REQUIRED TASK
Pick out every line in the records below that contains the string "building" and copy those lines. Case counts, so a match must have the same capitalization.

THE INPUT
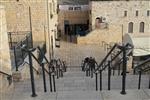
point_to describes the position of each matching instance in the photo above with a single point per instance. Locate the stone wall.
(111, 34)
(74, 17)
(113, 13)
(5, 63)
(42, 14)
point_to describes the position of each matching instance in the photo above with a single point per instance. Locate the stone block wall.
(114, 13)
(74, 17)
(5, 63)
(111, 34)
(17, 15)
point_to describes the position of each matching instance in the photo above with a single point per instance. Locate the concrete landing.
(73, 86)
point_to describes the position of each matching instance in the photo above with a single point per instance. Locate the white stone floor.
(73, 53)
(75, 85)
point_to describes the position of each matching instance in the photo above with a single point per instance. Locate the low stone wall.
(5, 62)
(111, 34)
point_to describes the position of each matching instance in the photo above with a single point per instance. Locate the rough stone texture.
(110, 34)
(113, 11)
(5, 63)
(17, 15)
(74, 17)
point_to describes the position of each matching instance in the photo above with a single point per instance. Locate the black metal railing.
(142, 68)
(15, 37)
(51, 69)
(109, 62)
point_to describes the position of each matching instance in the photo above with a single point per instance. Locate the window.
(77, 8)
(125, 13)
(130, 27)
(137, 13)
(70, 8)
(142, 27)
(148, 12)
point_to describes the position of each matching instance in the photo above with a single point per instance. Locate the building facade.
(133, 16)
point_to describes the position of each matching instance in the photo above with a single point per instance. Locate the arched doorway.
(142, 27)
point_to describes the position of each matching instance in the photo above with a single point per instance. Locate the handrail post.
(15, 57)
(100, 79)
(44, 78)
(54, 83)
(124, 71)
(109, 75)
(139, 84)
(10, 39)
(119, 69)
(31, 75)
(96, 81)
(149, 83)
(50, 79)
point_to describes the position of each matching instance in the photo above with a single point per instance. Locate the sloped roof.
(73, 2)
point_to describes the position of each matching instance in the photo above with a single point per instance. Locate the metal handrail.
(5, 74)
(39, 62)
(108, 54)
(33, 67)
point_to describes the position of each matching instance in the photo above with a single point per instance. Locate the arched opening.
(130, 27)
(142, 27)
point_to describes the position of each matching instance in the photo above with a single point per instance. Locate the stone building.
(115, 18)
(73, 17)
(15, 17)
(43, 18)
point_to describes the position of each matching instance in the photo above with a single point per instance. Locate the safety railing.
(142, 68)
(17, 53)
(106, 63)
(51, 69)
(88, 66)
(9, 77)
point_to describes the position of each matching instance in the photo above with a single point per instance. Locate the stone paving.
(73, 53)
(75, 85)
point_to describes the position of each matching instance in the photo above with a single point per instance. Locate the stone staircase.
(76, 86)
...
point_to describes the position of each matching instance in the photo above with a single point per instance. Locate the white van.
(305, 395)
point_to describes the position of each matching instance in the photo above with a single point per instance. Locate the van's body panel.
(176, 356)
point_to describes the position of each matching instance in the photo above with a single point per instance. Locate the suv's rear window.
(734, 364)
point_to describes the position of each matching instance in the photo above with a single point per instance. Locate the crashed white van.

EXERCISE SOLUTION
point_to describes the position of each matching instance in the photo above with a single point per instance. Locate the building facade.
point_to describes the position of each matching instance in the photo above with a single point per instance. Locate the stone building.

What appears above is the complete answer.